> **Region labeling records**
#####
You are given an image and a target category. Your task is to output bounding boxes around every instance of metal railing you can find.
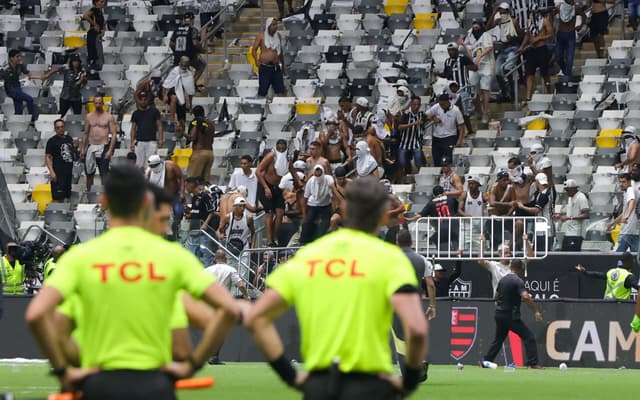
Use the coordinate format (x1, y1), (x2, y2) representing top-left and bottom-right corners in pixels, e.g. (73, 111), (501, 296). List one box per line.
(414, 216), (551, 260)
(0, 168), (16, 239)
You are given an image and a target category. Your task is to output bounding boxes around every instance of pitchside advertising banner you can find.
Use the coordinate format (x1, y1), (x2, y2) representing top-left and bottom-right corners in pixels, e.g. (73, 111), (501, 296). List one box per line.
(0, 298), (640, 368)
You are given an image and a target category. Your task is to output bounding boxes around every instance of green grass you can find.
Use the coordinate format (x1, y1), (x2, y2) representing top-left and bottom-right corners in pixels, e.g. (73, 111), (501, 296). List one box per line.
(0, 363), (640, 400)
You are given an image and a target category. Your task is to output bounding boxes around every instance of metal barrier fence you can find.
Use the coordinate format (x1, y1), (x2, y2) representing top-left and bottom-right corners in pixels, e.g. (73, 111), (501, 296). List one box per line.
(414, 216), (551, 260)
#####
> **SHORT TASK**
Copy all of the records above word for word, but leave the pictures out of your copy.

> **ANSWER FOR THIS EXERCISE**
You are given an image and a target category. Your task is to output bounding boxes around every instance of metal railing you can find.
Use the coordinate format (x1, y1), (x2, y2) representing top-left and bottom-right corners in pixels, e.g. (73, 111), (501, 296). List one box per line.
(414, 216), (551, 260)
(0, 168), (16, 239)
You are given an image and a target category. Your task is to output bounding boxes around every instance of pitchside advertising banner you can find.
Use the coordinate format (x1, y1), (x2, y2) representing top-left and bottom-right corners in pixels, e.g. (73, 111), (501, 296). List one box per line.
(0, 298), (640, 368)
You are given an image and a target category. Your task is to output bounding boxes around every instance of green grass you can find.
Use the coordinate format (x1, y1), (x2, y2) representing top-left and bottom-right corners in pixels, e.g. (73, 111), (501, 296). List one box per line.
(0, 363), (640, 400)
You are given an image and a target category. Your task is to output bounding boxes around every instance of metal barrier fence you can find.
Use the coordinate format (x1, y1), (x2, y2) representing top-left and bottom-right corners in pixels, e.g. (73, 111), (501, 296). List one box per line.
(414, 216), (551, 260)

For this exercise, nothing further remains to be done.